WORK ORDER | Repeat the data. Keep each line identical.

DATA TO USE |

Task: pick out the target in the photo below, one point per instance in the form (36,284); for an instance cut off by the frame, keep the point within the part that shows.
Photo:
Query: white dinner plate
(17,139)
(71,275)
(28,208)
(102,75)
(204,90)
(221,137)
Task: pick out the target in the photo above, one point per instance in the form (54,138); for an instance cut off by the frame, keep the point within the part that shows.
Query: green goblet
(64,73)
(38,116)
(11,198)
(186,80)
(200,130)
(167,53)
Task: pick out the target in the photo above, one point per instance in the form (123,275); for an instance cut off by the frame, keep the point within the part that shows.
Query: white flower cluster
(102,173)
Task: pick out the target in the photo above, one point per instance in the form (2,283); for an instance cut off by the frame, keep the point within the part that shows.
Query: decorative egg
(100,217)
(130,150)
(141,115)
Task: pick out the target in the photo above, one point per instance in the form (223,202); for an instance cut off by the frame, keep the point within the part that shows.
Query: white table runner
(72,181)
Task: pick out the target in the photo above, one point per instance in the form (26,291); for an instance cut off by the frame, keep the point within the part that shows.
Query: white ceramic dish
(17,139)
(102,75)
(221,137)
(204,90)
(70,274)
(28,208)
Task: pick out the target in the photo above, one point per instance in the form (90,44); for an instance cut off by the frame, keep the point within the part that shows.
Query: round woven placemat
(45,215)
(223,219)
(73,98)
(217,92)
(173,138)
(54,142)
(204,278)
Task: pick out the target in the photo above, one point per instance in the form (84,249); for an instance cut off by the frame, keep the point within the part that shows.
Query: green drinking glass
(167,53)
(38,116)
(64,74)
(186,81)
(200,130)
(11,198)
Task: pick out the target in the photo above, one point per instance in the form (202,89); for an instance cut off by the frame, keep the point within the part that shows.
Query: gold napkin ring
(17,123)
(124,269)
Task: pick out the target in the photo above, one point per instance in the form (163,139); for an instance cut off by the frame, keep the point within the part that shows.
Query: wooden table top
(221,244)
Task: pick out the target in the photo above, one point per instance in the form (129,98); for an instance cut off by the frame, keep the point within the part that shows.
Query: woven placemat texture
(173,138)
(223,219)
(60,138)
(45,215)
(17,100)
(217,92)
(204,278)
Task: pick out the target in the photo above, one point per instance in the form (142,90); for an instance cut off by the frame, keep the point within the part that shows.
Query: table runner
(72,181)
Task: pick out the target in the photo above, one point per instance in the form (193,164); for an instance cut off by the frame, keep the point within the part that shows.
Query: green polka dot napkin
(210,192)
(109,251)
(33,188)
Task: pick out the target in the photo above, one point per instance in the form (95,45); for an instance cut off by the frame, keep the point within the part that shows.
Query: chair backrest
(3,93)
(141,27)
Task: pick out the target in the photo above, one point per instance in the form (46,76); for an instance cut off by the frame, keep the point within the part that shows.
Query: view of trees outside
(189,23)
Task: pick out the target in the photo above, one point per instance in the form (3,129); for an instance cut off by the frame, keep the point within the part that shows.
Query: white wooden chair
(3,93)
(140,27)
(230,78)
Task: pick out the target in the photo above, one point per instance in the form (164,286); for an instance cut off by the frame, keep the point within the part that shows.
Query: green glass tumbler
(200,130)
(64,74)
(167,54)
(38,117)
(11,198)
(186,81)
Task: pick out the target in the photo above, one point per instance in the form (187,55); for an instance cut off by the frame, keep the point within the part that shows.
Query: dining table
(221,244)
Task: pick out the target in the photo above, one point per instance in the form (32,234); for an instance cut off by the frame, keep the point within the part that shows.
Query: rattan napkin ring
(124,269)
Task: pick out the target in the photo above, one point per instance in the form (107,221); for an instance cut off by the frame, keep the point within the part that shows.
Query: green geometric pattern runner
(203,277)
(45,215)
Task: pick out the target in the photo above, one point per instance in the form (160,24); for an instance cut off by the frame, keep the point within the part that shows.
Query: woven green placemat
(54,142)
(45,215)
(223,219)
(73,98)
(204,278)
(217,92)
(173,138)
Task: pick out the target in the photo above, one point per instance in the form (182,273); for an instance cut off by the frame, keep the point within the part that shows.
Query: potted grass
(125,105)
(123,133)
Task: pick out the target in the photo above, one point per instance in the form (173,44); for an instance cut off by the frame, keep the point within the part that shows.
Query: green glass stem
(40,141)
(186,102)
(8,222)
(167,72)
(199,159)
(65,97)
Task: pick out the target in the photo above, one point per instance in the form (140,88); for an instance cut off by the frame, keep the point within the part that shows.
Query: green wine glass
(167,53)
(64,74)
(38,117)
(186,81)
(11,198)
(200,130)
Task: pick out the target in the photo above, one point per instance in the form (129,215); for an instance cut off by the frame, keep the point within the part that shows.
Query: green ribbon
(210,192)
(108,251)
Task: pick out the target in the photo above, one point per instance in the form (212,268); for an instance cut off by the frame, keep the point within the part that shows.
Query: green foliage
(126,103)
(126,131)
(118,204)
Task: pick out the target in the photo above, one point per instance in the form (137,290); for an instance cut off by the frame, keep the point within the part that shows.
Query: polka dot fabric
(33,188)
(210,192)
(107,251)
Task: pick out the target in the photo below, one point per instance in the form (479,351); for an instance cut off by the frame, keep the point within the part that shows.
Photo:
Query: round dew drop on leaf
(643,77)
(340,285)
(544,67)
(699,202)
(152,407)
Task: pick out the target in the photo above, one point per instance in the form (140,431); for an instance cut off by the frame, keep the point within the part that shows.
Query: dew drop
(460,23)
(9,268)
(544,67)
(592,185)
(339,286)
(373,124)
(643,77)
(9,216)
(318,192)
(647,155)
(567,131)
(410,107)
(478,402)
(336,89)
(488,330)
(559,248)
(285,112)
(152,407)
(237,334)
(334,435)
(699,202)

EXERCISE OUTPUT |
Task: pick out the target in the photo below, one point per instance in the form (36,284); for an instance cut off by the frame, keep the point within the part that shows.
Photo:
Query: white dinner plate
(17,139)
(71,275)
(28,208)
(102,75)
(204,90)
(221,137)
Task: pick out the target in the photo above, one point per instance in the form (54,138); for an instance cut off by the frame, keep the point within the part that shows.
Query: green goblet
(64,73)
(38,116)
(11,198)
(186,80)
(200,130)
(167,53)
Task: pick out the target in the photo above, one point per instance in the form (123,275); for an instance cut off by the frame, keep the point within the part that shows.
Query: white flower cluster
(102,173)
Task: pick out the target in the photo above, one point per instance in the form (2,283); for an instance cut off by the frame, keep the point within the part that shows.
Query: decorative egg
(100,217)
(130,150)
(141,115)
Task: pick out the target in the photo above, one point per instance in the form (223,202); for an instance cut off by the frame, keep the point within the part that shows.
Query: white table runner
(72,181)
Task: pick out the target in the photo above, one point per instance in the form (26,291); for an instance cut off by the frame, keep the point within the part that shows.
Query: white ceramic dish
(17,139)
(102,75)
(221,137)
(204,90)
(70,274)
(28,208)
Task: pick out the target in the photo above, one point per instance in the form (90,44); for an instance cut off by the frame, keep the point within the part that shows.
Query: round woven placemat
(45,215)
(223,219)
(73,98)
(217,92)
(173,138)
(54,142)
(204,278)
Task: pick out the target in the photo above, one point per instance in the form (84,249); for an instance cut off by the frame, keep the point within the part that shows.
Query: green drinking glass
(167,53)
(38,116)
(64,74)
(186,81)
(200,130)
(11,198)
Task: pick out the target in the photo above, one point per instance in the form (202,89); for an instance cut off by the frame, keep the point within the part that shows.
Query: gold napkin ring
(17,123)
(124,269)
Task: pick out the target in the photo above, one point per instance in the form (163,139); for an instance cut off by the frame, keep the point within the part that shows.
Query: wooden table top
(221,244)
Task: pick out the target in the photo above, one point per instance in the form (129,98); for an instance cut off by the frame, keep the point within the part that shows.
Query: woven placemat texture
(173,138)
(223,219)
(60,138)
(45,215)
(17,100)
(217,92)
(204,278)
Task: pick out the target in the photo above, one point per instance in the form (142,90); for an instance cut off by the frame, keep the point within the part that shows.
Query: table runner
(72,181)
Task: pick out the target in the photo above, one point per instance in the form (193,164); for an instance cut off by the frame, keep the point within the part that shows.
Query: green polka dot napkin
(210,192)
(109,251)
(33,188)
Task: pick out the target in the photo above, one point per instance in the form (95,45); for an instance cut off by the frame, keep the point within the part that shows.
Query: chair backrest
(3,93)
(141,27)
Task: pick out the target in the photo above, one point per instance in the form (46,76); for an instance cut off by the frame, keep the point within the part that shows.
Query: view of trees outside
(189,23)
Task: pick out the target in the photo above, one point per instance in the form (3,129); for an instance cut off by the frame, keep the point within the part that shows.
Query: white wooden chair
(3,93)
(140,27)
(230,78)
Task: pick out the target in the photo above, one point per instance in the form (164,286); for an instance cut off by the frame, keep the point within the part that shows.
Query: green glass tumbler
(200,130)
(64,74)
(167,54)
(38,117)
(11,198)
(186,81)
Task: pick out the target in the photo above, one point per instance in the form (187,55); for an instance cut off by the frame, keep the point within the part that shows.
Query: dining table
(221,244)
Task: pick out the target in the photo above, one point per instance in the form (32,234); for an instance cut off by the frame, keep the point within the part that shows.
Query: rattan napkin ring
(124,269)
Task: pick out the target in the photo above, one point per instance in the form (107,221); for an instance cut off by the frame, keep the point within the part that shows.
Query: green geometric pattern runner
(203,277)
(45,215)
Task: pick out the target in the photo above, one point per instance in the form (160,24); for an instance cut off by the frame, keep the point within the part that shows.
Query: woven green placemat
(54,142)
(45,215)
(223,219)
(73,98)
(204,278)
(217,92)
(173,138)
Task: pick out the target in the photo above, one point per instance in the form (182,273); for an instance cut off by the frame, keep the point within the part that shows.
Query: potted grass
(125,105)
(123,133)
Task: pick out the target in the photo above, one point per instance in the form (173,44); for an instance cut off by the frame, keep the point within the part that shows.
Query: green glass stem
(40,141)
(186,102)
(8,222)
(167,72)
(199,159)
(65,97)
Task: pick out the target in the photo above, one point per instance in the form (140,88); for an instance cut off by the frame, keep the point within the part that shows.
Query: green wine glass
(167,53)
(64,74)
(38,117)
(186,81)
(11,198)
(200,130)
Task: pick out the target in the photo above, one point per instance in the form (129,215); for an instance cut off by the frame, keep the point within the part that shows.
Query: green ribbon
(210,192)
(108,251)
Task: pick out the target in the photo above, one point per instance in the form (212,268); for an instance cut off by the frame, keep the point within the part that shows.
Query: green foliage
(126,103)
(126,131)
(118,204)
Task: pick out the target in the photo above, one point per instance in the form (137,290); for an instance cut off by the frame, keep the point within the part that shows.
Query: polka dot fabric
(33,188)
(210,192)
(107,251)
Task: pick out the target in the photo below, one point per instance in the form (479,351); for an instance cut off by the frame, keep the point within the part that shows.
Photo:
Query: round dew drop on leaf
(643,77)
(340,285)
(544,67)
(699,202)
(152,407)
Task: pick out the target in the photo above, one point per instance in the form (140,431); for an instance cut off by the frame, keep the point within the part that shows.
Query: dew drop
(460,23)
(9,268)
(544,67)
(592,185)
(339,286)
(373,124)
(643,77)
(9,216)
(318,192)
(647,155)
(567,131)
(410,107)
(478,402)
(336,89)
(488,330)
(559,248)
(285,112)
(152,407)
(237,334)
(334,435)
(699,202)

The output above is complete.